• _DOCUMENT TEXT_:
— begin —

Sunset Arch, Grand Staircase-Escalante National Monument, Utah
Sunset Arch, Grand Staircase-Escalante National Monument, Utah

I did pull out the telephoto lens and made an image of the mountains to the south as the sun dropped.

Sunset, Hole-in-the-Rock Road, Grand Staircase-Escalante National Monument, Utah

When I felt that I had done what I could with the arch at sunset, I walked around to the other side of the feature, just to see what it looked like. It didn’t seem as photogenic to me on that side, but as the sky to the west lit up, my opinion changed. I yelled to Jason, who was still on the other side, that he might want to head to the side where I was now set up.

Sunset Arch, Grand Staircase-Escalante National Monument, Utah
Sunset Arch, Grand Staircase-Escalante National Monument, Utah

We were thrilled with the unexpected bonus in the form of a true sunset shot series at Sunset Arch. When the light in the sky faded–it lasted for awhile–we packed up our things and began the trek back to the car. It was now quite dark, but I was prepared, both with my headlamp and the GPS. Everything seemed fine until, almost a mile into our return hike–by now it was pitch dark–we found ourselves staring at a fence. We must have drifted slightly off course and found ourselves behind some kind of cattle enclosure. We tried to hike around it but, after several minutes of frustration (unable to find the end or a break in the fence), we decided to simply go over the structure. This was a bit tricky because there was barbed wire involved, but we managed to make it work (by lowering our gear over the fence and then carefully climbing up on a fence post and jumping the wire. From there it was a short hike back to the vehicle and, as we were now used to setting the tent up in the dark, it wasn’t long before we were ready to hit the sack and get ready for a truly remarkable experience–our all-day trek into, through and out of Coyote Gulch.

— end —

• _WORK TO COMPLETE_:
1. Condense the paragraph of the Sunset Arch account that begins "When I felt that I had done what I could" into a shorter version that keeps its main facts.
2. Print the part of the Sunset Arch account that opens with the words containing "I did pull out" and closes with "now set up.".
3. Answer these questions from the Sunset Arch account.
(a) Which lens did the writer use to photograph the mountains to the south?
(b) Whom did the writer call over to the other side of the arch?
(c) What two items did the writer have for the dark walk back to the car?

Saved entries:
— begin —

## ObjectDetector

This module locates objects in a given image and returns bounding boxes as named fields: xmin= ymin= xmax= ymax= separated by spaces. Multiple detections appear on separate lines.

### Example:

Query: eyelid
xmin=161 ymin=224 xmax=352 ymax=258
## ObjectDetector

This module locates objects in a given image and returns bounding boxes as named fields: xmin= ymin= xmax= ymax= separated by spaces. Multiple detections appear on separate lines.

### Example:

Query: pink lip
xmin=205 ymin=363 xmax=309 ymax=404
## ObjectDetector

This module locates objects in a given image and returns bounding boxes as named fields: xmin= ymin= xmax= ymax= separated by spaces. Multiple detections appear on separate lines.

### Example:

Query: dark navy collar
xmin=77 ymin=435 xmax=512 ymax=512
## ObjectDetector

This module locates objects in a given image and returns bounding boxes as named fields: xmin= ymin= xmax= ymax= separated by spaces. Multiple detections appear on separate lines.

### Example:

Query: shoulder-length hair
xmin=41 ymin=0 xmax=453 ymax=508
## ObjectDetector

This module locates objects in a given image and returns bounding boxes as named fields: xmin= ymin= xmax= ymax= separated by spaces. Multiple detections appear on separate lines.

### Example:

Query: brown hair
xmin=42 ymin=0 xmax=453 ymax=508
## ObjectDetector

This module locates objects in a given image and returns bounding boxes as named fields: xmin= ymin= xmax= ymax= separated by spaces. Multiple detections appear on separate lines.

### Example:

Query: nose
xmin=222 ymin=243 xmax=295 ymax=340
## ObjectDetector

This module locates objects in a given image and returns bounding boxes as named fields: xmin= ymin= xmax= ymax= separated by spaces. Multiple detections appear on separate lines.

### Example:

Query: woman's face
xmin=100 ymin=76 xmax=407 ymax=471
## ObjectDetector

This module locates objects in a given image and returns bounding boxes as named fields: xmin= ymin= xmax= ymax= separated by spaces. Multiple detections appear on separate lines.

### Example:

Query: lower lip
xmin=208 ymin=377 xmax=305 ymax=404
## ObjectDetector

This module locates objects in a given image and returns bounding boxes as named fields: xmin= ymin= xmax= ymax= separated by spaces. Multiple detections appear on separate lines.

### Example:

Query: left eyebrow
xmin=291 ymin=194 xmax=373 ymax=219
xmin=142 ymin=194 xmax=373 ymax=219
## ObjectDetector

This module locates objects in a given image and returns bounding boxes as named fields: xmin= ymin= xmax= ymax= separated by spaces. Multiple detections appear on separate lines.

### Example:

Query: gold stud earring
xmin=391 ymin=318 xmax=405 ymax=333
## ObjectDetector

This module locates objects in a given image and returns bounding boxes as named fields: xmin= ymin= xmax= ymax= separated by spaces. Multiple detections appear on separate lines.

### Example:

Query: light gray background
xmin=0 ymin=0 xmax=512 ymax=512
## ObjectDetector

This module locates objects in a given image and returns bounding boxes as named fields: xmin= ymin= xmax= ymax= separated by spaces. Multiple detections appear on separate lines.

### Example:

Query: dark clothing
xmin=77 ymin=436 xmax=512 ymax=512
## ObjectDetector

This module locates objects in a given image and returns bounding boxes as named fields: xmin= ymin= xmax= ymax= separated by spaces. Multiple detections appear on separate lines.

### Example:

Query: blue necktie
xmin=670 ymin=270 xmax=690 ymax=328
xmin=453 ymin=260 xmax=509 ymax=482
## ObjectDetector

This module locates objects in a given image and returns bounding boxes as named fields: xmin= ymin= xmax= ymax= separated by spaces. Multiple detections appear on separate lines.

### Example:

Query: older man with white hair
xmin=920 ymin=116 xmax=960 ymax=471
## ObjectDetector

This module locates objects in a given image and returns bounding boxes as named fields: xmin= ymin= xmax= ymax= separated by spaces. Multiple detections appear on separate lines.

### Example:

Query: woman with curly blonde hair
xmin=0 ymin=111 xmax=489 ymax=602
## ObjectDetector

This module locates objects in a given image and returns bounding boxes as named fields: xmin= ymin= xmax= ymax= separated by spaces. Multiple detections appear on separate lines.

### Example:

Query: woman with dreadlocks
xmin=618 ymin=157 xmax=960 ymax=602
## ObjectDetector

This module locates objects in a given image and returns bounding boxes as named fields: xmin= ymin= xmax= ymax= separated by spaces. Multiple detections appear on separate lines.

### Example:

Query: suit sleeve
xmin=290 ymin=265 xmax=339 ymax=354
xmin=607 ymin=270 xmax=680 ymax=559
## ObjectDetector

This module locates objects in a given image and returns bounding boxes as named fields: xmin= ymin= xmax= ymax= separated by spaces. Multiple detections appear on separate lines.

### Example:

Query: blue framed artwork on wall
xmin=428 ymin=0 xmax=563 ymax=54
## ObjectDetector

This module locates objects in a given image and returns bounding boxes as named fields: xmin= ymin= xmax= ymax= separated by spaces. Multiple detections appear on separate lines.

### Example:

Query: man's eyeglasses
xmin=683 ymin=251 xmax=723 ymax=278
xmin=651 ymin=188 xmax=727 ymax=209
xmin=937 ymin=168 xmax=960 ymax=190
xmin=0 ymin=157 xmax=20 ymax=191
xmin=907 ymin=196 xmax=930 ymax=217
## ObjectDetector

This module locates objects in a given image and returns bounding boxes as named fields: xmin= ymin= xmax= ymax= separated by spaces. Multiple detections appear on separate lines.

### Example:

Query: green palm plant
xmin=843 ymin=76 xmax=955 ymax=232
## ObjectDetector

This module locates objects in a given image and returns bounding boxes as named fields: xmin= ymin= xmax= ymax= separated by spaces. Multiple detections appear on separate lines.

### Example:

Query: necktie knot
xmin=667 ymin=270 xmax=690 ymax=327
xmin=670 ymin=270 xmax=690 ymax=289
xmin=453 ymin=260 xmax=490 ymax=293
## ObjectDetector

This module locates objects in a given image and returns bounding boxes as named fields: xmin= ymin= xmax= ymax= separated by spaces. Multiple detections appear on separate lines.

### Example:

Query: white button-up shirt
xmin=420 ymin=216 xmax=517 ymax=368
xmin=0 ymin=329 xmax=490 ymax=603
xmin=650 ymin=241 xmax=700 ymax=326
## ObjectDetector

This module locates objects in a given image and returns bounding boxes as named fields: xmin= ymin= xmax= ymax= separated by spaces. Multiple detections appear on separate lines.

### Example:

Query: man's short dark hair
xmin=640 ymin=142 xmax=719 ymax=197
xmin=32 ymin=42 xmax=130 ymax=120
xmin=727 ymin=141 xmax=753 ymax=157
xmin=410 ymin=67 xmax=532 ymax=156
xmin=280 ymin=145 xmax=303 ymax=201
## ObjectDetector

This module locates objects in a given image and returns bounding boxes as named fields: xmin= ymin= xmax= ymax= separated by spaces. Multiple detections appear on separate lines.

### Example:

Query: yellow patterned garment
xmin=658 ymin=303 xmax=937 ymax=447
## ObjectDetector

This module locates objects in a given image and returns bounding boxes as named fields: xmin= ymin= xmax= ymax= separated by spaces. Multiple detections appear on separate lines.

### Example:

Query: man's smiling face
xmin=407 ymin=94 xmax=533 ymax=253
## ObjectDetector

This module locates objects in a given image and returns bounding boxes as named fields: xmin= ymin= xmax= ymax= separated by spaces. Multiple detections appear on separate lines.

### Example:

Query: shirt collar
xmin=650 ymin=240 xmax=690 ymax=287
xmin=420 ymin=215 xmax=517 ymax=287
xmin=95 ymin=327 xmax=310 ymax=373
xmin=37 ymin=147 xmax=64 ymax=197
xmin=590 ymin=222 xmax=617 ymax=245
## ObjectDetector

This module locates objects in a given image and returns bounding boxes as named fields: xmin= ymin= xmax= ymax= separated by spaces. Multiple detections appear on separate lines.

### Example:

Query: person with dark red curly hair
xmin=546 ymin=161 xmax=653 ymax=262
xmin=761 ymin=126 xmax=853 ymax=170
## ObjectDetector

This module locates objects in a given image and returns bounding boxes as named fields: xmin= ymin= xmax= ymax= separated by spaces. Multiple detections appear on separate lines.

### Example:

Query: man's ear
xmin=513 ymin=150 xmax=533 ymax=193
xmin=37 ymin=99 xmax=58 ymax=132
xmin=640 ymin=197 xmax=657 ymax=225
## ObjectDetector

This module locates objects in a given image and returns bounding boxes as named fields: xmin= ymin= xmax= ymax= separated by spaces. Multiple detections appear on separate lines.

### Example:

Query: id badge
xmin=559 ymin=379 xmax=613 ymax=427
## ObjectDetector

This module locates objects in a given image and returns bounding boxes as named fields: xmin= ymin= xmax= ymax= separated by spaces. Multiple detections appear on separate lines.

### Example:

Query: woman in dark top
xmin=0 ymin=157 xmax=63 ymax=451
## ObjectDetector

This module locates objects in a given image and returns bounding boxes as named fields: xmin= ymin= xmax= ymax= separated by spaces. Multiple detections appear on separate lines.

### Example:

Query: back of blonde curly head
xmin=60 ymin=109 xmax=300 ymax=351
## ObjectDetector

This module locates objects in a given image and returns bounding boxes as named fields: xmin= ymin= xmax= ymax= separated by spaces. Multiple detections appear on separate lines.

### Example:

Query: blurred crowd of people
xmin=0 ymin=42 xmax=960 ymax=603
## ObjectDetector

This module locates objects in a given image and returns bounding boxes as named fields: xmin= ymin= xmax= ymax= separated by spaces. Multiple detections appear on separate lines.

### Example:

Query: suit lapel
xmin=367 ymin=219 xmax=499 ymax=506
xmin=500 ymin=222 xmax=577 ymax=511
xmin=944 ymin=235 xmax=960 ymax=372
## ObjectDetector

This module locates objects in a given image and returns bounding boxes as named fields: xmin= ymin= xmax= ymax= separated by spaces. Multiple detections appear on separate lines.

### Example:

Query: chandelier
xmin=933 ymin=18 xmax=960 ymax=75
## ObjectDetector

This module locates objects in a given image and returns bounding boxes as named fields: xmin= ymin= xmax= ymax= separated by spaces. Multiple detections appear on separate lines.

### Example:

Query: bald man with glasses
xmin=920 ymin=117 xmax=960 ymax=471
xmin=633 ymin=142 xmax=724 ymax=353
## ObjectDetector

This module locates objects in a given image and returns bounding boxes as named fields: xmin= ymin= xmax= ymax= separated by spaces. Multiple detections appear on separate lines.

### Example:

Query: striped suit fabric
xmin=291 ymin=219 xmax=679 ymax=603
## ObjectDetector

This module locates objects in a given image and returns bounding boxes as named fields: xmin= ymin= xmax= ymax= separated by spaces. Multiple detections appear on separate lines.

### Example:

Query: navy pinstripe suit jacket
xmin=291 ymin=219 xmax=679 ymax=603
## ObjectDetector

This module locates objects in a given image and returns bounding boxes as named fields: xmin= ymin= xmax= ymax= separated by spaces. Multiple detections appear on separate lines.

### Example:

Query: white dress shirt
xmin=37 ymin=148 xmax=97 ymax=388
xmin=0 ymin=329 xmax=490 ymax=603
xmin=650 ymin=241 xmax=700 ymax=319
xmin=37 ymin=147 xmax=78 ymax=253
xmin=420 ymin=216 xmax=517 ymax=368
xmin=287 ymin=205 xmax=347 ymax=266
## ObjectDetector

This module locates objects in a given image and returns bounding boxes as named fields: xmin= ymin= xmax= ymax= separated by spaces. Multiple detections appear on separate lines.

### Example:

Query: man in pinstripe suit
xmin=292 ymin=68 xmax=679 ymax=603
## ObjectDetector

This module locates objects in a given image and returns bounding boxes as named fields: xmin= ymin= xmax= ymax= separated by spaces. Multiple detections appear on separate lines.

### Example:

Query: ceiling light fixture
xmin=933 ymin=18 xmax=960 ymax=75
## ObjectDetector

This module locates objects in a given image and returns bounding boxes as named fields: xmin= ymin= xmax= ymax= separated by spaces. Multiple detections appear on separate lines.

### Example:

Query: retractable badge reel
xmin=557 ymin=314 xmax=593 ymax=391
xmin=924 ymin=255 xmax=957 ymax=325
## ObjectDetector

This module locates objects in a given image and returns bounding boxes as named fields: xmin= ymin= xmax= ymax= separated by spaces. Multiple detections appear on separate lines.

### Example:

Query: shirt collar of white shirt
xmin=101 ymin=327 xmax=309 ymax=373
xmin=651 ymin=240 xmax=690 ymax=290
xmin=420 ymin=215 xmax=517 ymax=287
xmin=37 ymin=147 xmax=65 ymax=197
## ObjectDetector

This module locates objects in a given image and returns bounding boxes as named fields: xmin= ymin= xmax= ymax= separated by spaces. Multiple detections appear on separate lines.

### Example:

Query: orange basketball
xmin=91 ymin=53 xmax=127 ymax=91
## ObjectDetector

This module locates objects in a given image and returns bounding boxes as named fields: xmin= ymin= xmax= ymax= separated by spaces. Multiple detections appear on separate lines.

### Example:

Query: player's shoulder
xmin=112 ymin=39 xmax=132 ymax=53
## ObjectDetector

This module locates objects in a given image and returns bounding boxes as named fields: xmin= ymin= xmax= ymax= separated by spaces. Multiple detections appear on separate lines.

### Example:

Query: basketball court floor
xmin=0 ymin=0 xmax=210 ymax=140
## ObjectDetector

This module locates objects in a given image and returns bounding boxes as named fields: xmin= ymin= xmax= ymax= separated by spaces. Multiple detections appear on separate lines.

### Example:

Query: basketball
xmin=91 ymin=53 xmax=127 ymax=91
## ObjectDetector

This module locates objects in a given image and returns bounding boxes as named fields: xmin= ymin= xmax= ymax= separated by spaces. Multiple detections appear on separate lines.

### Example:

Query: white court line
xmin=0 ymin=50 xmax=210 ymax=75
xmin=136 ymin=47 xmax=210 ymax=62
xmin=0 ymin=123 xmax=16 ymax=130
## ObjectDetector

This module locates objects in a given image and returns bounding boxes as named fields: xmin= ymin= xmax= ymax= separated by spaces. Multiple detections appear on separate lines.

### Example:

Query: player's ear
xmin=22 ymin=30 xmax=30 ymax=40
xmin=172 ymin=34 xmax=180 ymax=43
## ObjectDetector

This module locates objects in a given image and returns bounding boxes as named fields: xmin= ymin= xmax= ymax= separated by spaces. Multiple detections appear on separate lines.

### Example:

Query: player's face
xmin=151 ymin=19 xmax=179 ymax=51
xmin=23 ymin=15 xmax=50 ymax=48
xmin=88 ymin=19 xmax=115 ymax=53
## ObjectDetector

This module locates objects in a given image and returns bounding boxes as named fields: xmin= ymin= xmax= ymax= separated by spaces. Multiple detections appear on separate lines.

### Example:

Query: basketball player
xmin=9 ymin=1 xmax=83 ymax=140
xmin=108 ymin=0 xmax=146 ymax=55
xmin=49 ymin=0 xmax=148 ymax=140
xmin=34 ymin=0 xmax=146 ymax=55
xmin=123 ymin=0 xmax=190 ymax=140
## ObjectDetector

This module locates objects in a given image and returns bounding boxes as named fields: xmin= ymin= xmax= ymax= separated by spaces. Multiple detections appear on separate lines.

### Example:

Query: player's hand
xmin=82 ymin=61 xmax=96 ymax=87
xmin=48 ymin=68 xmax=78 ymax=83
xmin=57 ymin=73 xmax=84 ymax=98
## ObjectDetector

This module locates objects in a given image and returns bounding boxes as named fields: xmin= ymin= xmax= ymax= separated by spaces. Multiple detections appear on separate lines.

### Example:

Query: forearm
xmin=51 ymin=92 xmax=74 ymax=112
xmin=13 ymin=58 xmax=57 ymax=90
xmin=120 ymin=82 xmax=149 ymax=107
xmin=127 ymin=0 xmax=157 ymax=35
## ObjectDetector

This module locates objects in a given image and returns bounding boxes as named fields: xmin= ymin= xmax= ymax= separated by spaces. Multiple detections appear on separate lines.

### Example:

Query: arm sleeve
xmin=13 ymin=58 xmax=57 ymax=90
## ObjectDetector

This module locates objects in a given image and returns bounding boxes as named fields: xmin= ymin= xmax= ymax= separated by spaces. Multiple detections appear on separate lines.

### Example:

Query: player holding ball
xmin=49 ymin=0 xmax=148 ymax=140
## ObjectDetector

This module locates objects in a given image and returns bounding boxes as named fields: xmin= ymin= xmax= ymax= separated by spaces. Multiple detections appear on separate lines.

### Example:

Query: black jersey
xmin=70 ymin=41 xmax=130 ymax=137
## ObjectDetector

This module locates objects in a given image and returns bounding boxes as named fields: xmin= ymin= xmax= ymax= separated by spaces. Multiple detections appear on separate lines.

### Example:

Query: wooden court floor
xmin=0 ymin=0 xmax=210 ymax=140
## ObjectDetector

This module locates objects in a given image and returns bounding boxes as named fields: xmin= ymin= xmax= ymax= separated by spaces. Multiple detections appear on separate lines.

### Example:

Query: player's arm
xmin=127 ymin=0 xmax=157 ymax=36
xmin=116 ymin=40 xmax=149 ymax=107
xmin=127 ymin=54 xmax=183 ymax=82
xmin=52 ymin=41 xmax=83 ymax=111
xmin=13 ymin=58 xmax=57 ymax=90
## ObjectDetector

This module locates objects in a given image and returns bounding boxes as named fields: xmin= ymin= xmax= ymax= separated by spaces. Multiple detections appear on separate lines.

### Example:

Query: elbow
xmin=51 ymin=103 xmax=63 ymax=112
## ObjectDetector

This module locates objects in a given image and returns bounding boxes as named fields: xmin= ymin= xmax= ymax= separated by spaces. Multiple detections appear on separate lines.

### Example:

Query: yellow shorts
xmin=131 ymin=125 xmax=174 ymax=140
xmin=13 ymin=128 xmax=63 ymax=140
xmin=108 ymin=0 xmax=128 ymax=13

— end —

• _EXERCISE RESPONSES_:
1. After finishing with the arch at sunset, the writer walked around to the other side of it. That side at first seemed less photogenic, but the opinion changed as the western sky lit up. The writer then yelled to Jason, still on the other side, that he might want to come over.

2.
I did pull out the telephoto lens and made an image of the mountains to the south as the sun dropped.

Sunset, Hole-in-the-Rock Road, Grand Staircase-Escalante National Monument, Utah

When I felt that I had done what I could with the arch at sunset, I walked around to the other side of the feature, just to see what it looked like. It didn’t seem as photogenic to me on that side, but as the sky to the west lit up, my opinion changed. I yelled to Jason, who was still on the other side, that he might want to head to the side where I was now set up.

3.
(a) The telephoto lens.
(b) Jason.
(c) A headlamp and the GPS.